• [Quoted text]:
* BEGIN *

With the Cubs reaching a low water mark of 15 games below .500 as of Sunday, Jim Hendry (the Cubs GM) finds himself sitting on the proverbial hot seat this year.  The Ricketts family has owned the team for the past two years and the product appears to continue to get worse on the field.  Now I would firmly argue that they knew this was coming as they closed on the sale during the Milton Bradley Season after the Cubbies had peaked and the downward spiral had begun, with a lot of big contracts still waiting to run out.  So the past two off seasons Hendry has had to put a competitive team on the field while reducing payroll as the family begins paying off their debt and investing in the minor league teams and a top of the line baseball academy in the Dominican Republic.  Now I am down with this plan as that is how I would run my organization – build from the bottom up (a twist on the ‘found it first’ fetish) – but the empty seats in Wrigley speak volumes.  It’s Hendry’s job to put a winning product on the field, outside factors aside, and it just hasn’t happened in2+ years now, mainly due to contracts he gave out mind you, so yes, his job under the microscope.

* END *

• [Given records]:
* BEGIN *

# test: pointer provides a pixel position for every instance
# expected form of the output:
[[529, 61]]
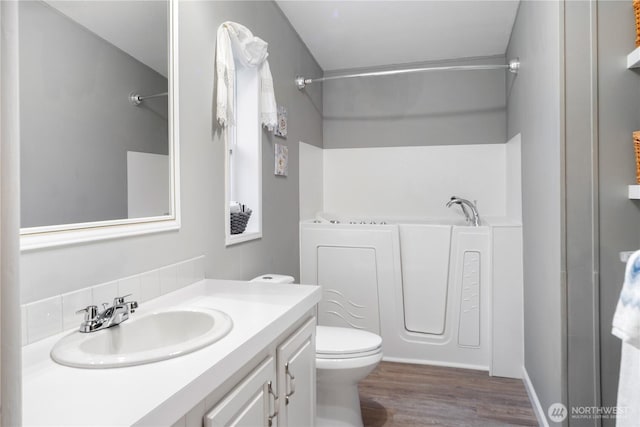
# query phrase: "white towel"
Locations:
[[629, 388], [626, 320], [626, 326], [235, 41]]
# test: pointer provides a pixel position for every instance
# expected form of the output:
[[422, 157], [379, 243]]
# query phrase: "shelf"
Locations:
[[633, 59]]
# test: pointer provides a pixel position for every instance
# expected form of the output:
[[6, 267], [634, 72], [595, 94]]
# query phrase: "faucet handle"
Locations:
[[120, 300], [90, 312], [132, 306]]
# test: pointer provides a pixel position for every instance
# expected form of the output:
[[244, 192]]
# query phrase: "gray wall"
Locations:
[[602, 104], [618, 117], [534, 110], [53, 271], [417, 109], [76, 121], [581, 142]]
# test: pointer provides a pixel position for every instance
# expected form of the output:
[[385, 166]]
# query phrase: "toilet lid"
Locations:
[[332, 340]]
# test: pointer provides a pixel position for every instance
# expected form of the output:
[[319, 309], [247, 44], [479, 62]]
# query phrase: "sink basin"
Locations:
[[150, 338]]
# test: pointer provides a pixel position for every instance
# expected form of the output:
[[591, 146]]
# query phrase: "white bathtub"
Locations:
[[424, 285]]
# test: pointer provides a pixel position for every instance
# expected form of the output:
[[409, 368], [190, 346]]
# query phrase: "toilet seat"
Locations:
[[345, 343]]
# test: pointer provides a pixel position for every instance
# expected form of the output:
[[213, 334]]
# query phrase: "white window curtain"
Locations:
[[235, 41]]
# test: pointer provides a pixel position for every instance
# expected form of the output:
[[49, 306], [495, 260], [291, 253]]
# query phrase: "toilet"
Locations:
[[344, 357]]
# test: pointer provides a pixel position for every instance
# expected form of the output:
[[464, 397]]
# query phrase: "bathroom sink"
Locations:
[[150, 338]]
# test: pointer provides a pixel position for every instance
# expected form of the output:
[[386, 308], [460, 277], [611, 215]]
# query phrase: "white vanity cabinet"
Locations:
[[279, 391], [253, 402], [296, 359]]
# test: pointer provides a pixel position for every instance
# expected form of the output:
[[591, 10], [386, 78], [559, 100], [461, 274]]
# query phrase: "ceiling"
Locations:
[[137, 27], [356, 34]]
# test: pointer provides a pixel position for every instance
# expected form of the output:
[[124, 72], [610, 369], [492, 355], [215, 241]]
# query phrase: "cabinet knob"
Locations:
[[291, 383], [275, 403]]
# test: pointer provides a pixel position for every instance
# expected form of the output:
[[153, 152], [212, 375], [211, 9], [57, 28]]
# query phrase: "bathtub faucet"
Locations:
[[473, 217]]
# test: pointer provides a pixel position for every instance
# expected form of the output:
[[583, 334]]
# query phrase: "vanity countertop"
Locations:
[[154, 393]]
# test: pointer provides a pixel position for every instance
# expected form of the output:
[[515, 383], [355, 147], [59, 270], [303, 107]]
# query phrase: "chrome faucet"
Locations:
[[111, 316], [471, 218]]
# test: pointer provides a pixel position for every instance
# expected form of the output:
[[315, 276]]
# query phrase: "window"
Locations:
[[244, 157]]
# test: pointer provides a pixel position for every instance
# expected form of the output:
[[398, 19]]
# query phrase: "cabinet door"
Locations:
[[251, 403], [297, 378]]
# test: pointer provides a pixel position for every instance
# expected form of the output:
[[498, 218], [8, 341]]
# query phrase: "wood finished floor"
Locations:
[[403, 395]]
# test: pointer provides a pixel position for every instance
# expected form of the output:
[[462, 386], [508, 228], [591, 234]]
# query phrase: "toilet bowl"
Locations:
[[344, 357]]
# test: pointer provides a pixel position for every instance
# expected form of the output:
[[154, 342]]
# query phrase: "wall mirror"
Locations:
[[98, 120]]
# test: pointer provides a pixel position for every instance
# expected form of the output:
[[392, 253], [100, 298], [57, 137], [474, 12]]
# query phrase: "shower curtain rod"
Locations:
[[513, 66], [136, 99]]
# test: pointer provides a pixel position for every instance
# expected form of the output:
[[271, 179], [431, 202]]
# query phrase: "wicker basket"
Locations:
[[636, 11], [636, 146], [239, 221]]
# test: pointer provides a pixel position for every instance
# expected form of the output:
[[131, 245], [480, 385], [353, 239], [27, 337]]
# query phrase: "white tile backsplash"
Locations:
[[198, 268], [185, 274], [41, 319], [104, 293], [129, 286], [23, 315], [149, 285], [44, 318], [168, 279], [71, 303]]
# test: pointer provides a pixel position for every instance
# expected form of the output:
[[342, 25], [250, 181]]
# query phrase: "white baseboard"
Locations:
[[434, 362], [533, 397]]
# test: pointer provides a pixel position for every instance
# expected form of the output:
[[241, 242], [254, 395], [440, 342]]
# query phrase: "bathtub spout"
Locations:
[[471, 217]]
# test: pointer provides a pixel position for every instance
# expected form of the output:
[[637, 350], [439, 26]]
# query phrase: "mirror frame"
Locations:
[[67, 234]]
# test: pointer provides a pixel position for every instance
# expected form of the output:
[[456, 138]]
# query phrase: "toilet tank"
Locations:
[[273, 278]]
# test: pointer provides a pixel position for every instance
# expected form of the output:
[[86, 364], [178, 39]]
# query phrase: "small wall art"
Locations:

* END *

• [What to do]:
1. Copy out the listing from its first line through the line that contains "[[629, 388], [626, 320], [626, 326], [235, 41]]", including both ends, and leave the picture out.
2. Extend the passage about Jim Hendry and the Cubs, picking up after its last sentence.

• [Responses to the exercise]:
1.
# test: pointer provides a pixel position for every instance
# expected form of the output:
[[529, 61]]
# query phrase: "white towel"
Locations:
[[629, 388], [626, 320], [626, 326], [235, 41]]

2.
With that in mind, back in early June, Tom Ricketts was in the war room watching Hendry and Tim Wilken (the Director of Scouting) do their jobs in bringing more talent into the minor league pool.  After years of drafts that have produced ‘solid’ if unspectacular talent to build the farm on – think Theroit’s, Fontenot’s, Barney’s, and Soto’s of the world – this year the approach appeared to be to go after the boom or bust potential.  In baseball teams have an option to draft seniors directly out of high school and then convince them that getting on the road to their pro career in Idaho is a better plan than going to college and being stars on campus, or pick kids who are three years removed from their high school graduation (usually after their Junior year of college).  While the current Cubs system to date has been built on college kid who are more developed but perhaps don’t have quite as high of ceilings, this year there was a definite turn to taking the high school kids who may be great but also has a greater potential to turn out a bust.  It’s generally these players that become the Pujols’ of the world while also having a greater risk of being a greeter at Walmart before the age of thirty.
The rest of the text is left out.